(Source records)

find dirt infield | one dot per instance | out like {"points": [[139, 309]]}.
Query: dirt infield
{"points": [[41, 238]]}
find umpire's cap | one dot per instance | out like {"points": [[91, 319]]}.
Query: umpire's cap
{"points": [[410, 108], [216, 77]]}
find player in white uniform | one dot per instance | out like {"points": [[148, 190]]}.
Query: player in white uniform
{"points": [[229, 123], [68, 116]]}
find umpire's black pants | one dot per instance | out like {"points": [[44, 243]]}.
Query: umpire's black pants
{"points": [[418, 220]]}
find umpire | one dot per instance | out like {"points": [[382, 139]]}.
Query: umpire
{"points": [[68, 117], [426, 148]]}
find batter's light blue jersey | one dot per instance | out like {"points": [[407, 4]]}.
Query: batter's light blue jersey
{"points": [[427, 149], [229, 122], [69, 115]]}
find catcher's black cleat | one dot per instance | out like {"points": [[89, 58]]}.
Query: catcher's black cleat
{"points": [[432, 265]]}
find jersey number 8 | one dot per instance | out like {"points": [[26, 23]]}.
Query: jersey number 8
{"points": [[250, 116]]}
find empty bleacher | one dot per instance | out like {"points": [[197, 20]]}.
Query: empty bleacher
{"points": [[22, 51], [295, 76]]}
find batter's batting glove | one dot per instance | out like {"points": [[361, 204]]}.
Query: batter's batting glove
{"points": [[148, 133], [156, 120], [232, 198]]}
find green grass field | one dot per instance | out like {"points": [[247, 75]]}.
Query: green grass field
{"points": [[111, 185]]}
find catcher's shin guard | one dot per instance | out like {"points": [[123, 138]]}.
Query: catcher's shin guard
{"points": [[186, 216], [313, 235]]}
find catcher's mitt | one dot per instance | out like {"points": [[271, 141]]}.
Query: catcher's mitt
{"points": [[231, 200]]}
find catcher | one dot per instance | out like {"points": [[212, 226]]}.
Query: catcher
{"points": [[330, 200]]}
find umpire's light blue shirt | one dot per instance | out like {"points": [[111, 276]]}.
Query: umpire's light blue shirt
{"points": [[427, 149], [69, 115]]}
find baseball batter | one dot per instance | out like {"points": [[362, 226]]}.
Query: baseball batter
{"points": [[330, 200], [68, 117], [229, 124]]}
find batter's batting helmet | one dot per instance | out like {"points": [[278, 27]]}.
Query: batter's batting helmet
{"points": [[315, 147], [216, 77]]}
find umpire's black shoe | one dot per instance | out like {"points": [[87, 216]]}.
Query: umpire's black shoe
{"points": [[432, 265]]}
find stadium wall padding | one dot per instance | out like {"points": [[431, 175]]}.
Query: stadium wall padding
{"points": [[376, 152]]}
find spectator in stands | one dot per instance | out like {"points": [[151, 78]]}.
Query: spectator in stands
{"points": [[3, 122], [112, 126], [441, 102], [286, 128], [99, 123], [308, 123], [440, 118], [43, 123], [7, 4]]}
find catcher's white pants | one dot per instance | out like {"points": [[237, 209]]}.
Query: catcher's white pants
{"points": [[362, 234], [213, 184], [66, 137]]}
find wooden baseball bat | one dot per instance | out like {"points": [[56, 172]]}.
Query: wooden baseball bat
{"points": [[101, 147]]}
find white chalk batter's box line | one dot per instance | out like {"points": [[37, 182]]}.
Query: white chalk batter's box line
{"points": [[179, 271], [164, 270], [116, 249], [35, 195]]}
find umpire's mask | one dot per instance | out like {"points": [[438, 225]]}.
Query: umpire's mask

ACTIVITY
In the records above, copy exactly the lines from the one that contains "find catcher's white" through the last, and nothing else.

RESPONSE BOX
find catcher's white pants | one dot per instance | out like {"points": [[237, 209]]}.
Query: catcher's white pants
{"points": [[362, 234], [213, 184], [66, 137]]}
find wooden baseball bat | one dot per instance | out like {"points": [[56, 172]]}.
Query: wooden baseball bat
{"points": [[101, 147]]}
find white chalk batter's box line | one dot per instance | out like {"points": [[37, 182]]}.
Query: white chalk batter's box line
{"points": [[179, 271], [164, 270], [116, 249], [35, 195]]}
find umpire's mask | one dot per instance | out like {"points": [[438, 225]]}.
Query: umpire's mask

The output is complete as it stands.